Text block:
========================================================================

Comments: THREE YEARS OF LANGUAGEHAT.

Greetings LanguageHat :)!!


Posted by apresmoiledeluge at July 30, 2005 11:12 PM

Felice triennium!

Posted by Angelo at July 30, 2005 11:19 PM

Si nomina nescis perit rerum cognitio.

We might also think of Confucius and the rectification of names, ugye?

“If language is not correct, then what is said is not what is meant; if what is said is not what is meant, then what must be done remains undone; if this remains undone, morals and art will deteriorate; if justice goes astray, the people will stand about in helpless confusion. Hence there must be no arbitrariness in what is said. This matters above everything.”

Hats off to Languagehat!

Posted by Noetica at July 31, 2005 12:04 AM

Gongxi!Gongxi!

Posted by Kerim Friedman at July 31, 2005 12:05 AM

Congrats! You are indispensable!

Posted by John Emerson at July 31, 2005 12:31 AM

Congratulations and felicitations on one of the very best, most informative, most compulsively readable, most illuminating blogs on any of the Internets. And I say that with all sincerity.

Posted by Nick at July 31, 2005 12:54 AM

Kol hakavod!

Posted by dinesh at July 31, 2005 12:59 AM

Kudos and huzzah on the anniversary!

Posted by Bourgeois Nerd at July 31, 2005 01:32 AM

Congrats and bravo, Hat! You do not now, and probably never will, cease to impress.

Posted by polyglot conspiracy at July 31, 2005 02:01 AM

Congratulations! May your weblog continue to enlighten and entertain us for many years to come.

Posted by Jonathon Delacour at July 31, 2005 02:08 AM

Hats off!

A German made a joke in a talk at our school once. He was talking about the importance of background studies for learning languages, and he produced the sentence, 'He picked up his Coke from the table'. I didn't like to tell him it doesn't work in English.

Posted by MM at July 31, 2005 02:35 AM

Congrats!

Posted by J.Cassian at July 31, 2005 03:18 AM

Congratulations. 3 years in blogging is an eternity...

Posted by EFL Geek at July 31, 2005 04:25 AM

Congrats. Really great blog you got here.

Posted by Ehud at July 31, 2005 04:29 AM

Joyeux anniversaire, et merci !

Posted by Anne at July 31, 2005 04:45 AM

Herzlichen Glückwunsch, O verehrter Language Hat!

Dir zu Ehren habe ich einen Hut aufgesetzt, während ich diesen Kommentar mit meinen besten Wünschen sende.

(Oui, moi aussi, des chapeaux, j'en raffole.)

Et voici une belle fleur estivale, prise en photo par une amie dans un pays multilingue.


Posted by Chris W. at July 31, 2005 05:02 AM

זאָלסט ווײַטער גיין מחיל לחיל.

Posted by Zackary Sholem Berger at July 31, 2005 12:09 PM

Congratulations, LH. May you have another three years of daily blogging.

Posted by jim at July 31, 2005 12:13 PM

Yay! Wish you many more.

========================================================================

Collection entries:
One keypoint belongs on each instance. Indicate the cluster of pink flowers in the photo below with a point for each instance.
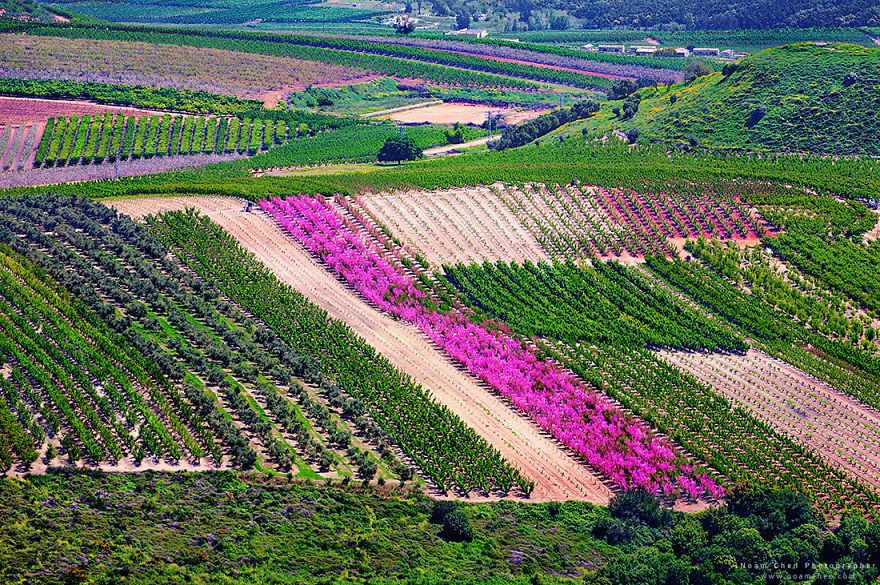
(617, 445)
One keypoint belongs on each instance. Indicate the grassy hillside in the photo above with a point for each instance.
(802, 97)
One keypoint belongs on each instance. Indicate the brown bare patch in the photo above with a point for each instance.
(557, 475)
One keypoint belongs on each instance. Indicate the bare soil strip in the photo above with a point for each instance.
(453, 148)
(15, 110)
(557, 475)
(220, 71)
(30, 177)
(456, 226)
(842, 430)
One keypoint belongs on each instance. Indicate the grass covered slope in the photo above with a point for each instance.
(801, 97)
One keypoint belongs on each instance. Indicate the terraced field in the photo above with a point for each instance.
(556, 473)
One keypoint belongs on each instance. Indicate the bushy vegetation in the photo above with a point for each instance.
(802, 98)
(214, 526)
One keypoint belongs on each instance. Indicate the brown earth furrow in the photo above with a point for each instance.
(842, 430)
(456, 226)
(556, 473)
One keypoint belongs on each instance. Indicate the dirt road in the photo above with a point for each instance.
(557, 474)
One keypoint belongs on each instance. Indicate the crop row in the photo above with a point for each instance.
(575, 221)
(452, 455)
(566, 302)
(436, 68)
(551, 305)
(783, 286)
(109, 137)
(618, 446)
(219, 367)
(847, 368)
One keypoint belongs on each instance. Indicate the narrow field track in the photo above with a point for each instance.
(842, 430)
(19, 110)
(557, 474)
(456, 226)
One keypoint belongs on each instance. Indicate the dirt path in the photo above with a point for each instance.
(402, 109)
(449, 148)
(839, 428)
(451, 113)
(557, 475)
(20, 110)
(456, 226)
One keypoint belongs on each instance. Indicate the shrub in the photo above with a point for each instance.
(456, 528)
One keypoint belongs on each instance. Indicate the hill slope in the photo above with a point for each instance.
(802, 97)
(726, 14)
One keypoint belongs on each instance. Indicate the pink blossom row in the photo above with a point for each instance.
(587, 422)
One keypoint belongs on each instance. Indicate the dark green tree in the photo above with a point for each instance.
(398, 149)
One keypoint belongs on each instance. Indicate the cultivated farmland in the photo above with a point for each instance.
(136, 63)
(845, 432)
(556, 473)
(456, 226)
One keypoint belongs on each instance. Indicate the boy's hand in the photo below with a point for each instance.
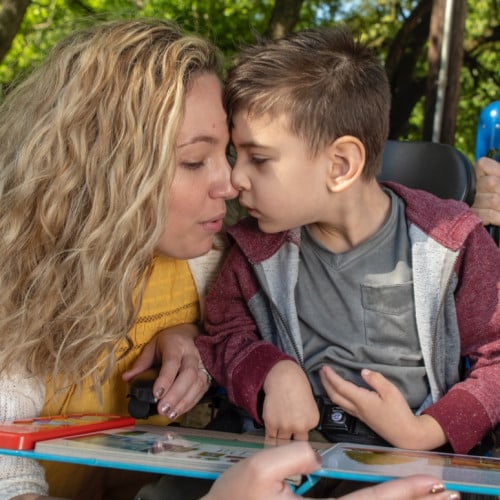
(290, 410)
(487, 200)
(384, 410)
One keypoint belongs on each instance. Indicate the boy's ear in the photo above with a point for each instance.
(347, 161)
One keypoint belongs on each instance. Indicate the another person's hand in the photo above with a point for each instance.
(263, 476)
(182, 380)
(487, 201)
(289, 410)
(384, 409)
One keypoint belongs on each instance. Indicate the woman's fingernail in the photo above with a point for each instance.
(437, 488)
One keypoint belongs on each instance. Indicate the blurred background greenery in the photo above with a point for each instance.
(407, 34)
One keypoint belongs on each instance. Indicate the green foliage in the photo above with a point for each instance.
(232, 23)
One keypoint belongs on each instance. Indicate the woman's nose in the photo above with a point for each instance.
(224, 188)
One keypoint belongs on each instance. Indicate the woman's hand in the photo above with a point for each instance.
(182, 379)
(263, 476)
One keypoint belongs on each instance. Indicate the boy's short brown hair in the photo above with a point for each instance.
(328, 84)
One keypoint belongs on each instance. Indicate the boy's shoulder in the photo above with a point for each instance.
(257, 245)
(447, 221)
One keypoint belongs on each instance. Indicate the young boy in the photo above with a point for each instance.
(373, 293)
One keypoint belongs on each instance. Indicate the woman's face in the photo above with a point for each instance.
(196, 201)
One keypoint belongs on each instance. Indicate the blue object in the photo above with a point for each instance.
(488, 131)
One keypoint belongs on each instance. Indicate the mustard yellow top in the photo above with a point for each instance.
(170, 299)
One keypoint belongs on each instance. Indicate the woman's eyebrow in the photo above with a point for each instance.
(198, 138)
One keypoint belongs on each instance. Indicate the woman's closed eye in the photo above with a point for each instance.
(258, 160)
(192, 165)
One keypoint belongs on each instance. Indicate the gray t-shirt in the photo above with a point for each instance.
(356, 309)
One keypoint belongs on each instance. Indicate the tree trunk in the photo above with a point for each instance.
(443, 79)
(284, 17)
(450, 110)
(11, 16)
(405, 50)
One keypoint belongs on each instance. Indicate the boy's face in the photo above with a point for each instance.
(280, 183)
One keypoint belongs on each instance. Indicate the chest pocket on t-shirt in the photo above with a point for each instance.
(389, 317)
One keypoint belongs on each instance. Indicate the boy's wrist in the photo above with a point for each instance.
(427, 434)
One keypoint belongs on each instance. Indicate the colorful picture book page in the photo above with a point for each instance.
(159, 447)
(465, 473)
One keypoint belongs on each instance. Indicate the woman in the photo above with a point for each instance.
(113, 172)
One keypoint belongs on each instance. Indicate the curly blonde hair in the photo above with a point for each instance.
(87, 159)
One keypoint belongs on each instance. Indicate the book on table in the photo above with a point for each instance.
(203, 453)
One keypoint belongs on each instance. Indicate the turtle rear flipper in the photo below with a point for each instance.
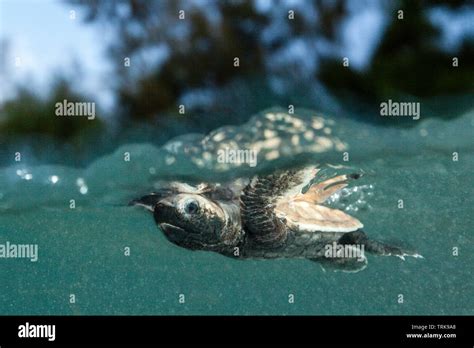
(376, 247)
(349, 259)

========================================================================

Given task 1: Print the stretch of the anniversary comment thread from "Posted by Ehud" through "besten Wünschen sende.".
Given task 2: In the anniversary comment thread, name every commenter whose post is timestamped between 12:00 AM and 1:00 AM on July 31, 2005.
The data stand apart from the anniversary comment thread and are separate material.

Exercise answer 1:
Posted by Ehud at July 31, 2005 04:29 AM

Joyeux anniversaire, et merci !

Posted by Anne at July 31, 2005 04:45 AM

Herzlichen Glückwunsch, O verehrter Language Hat!

Dir zu Ehren habe ich einen Hut aufgesetzt, während ich diesen Kommentar mit meinen besten Wünschen sende.

Exercise answer 2: Noetica, Kerim Friedman, John Emerson, Nick, dinesh